▶ Short task: Count how many lines of the records below contain the string "water", with case counting. Give only the number.

---------- Materials provided

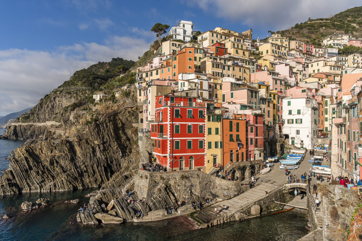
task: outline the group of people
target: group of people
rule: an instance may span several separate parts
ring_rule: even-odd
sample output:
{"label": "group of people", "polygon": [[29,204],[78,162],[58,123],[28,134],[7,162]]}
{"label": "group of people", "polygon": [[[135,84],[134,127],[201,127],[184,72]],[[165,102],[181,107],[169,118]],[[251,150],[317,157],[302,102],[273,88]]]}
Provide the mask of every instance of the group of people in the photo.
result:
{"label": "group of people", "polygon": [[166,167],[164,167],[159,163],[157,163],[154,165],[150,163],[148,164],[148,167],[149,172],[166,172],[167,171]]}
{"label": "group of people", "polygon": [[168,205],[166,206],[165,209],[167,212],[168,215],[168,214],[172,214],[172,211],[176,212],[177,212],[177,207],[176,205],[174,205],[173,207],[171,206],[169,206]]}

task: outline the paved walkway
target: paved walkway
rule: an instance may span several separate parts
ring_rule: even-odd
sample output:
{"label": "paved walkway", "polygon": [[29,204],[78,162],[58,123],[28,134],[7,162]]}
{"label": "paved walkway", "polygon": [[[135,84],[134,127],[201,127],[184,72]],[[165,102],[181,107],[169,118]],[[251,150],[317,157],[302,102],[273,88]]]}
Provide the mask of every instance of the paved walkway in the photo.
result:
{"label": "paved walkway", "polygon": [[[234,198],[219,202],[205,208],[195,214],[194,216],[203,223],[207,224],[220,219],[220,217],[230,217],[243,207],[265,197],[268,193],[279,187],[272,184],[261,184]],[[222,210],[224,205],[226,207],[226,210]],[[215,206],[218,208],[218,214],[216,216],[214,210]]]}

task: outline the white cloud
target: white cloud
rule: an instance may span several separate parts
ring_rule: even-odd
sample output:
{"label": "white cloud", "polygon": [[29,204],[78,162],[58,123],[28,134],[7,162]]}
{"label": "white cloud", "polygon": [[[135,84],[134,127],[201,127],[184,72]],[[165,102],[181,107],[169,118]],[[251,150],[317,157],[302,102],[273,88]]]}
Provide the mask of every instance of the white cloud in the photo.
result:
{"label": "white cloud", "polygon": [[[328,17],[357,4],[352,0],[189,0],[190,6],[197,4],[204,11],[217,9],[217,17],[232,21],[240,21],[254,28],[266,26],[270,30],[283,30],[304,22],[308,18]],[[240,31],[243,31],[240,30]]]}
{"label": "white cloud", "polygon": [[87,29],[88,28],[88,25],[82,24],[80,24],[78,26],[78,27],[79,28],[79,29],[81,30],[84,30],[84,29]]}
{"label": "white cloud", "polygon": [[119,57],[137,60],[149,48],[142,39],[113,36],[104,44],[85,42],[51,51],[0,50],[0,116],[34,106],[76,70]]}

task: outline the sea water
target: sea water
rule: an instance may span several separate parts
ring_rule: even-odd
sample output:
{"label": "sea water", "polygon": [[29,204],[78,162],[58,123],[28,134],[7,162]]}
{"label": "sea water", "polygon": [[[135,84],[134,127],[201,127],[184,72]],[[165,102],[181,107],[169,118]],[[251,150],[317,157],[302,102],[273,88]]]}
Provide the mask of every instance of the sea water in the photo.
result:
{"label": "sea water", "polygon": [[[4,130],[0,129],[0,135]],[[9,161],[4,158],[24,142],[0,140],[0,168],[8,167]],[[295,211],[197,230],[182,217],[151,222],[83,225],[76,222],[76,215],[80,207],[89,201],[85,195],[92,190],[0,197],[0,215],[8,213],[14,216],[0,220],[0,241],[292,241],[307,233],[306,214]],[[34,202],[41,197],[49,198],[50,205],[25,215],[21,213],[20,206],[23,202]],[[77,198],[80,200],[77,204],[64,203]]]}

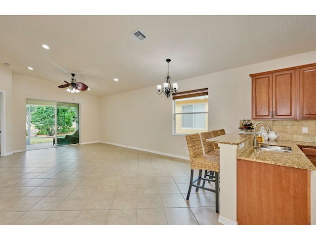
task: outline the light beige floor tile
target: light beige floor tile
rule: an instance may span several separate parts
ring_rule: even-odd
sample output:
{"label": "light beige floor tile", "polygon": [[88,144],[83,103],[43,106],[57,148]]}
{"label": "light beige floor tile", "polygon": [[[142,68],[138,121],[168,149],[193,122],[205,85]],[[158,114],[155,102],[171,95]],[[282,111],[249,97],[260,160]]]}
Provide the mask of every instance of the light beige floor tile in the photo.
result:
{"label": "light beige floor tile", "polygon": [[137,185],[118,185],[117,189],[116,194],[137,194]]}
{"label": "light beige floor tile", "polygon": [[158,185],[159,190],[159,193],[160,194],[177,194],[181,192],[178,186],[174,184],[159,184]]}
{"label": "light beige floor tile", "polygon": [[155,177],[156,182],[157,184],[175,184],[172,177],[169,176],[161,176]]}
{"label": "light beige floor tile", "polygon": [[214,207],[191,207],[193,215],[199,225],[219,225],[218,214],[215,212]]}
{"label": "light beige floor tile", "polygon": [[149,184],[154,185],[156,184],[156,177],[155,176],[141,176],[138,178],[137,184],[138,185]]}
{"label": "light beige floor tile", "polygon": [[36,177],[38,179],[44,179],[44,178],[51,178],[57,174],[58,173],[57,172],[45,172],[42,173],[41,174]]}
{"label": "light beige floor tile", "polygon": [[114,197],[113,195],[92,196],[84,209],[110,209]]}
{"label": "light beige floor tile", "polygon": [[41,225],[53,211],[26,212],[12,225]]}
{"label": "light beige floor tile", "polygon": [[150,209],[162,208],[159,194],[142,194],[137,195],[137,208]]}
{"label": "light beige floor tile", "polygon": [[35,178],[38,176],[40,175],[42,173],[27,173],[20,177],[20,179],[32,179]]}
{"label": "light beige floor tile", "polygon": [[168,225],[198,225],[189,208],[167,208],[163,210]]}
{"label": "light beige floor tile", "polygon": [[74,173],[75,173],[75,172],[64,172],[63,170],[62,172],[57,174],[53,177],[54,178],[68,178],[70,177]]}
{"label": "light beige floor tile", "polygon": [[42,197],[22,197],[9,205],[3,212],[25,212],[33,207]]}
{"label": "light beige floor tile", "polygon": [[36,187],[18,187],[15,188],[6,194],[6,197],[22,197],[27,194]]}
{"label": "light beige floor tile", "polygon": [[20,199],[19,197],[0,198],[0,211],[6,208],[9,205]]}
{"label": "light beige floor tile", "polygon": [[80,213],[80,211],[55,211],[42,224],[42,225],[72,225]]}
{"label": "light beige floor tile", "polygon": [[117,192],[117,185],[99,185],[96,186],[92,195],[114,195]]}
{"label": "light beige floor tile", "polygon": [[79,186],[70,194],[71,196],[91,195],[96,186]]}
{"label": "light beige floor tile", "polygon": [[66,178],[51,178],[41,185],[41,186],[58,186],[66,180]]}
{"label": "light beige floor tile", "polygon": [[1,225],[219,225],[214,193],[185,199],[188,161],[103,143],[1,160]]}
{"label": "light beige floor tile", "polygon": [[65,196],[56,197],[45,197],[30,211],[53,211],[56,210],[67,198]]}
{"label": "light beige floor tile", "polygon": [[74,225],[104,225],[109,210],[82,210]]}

--------------------

▶ Task solution: 6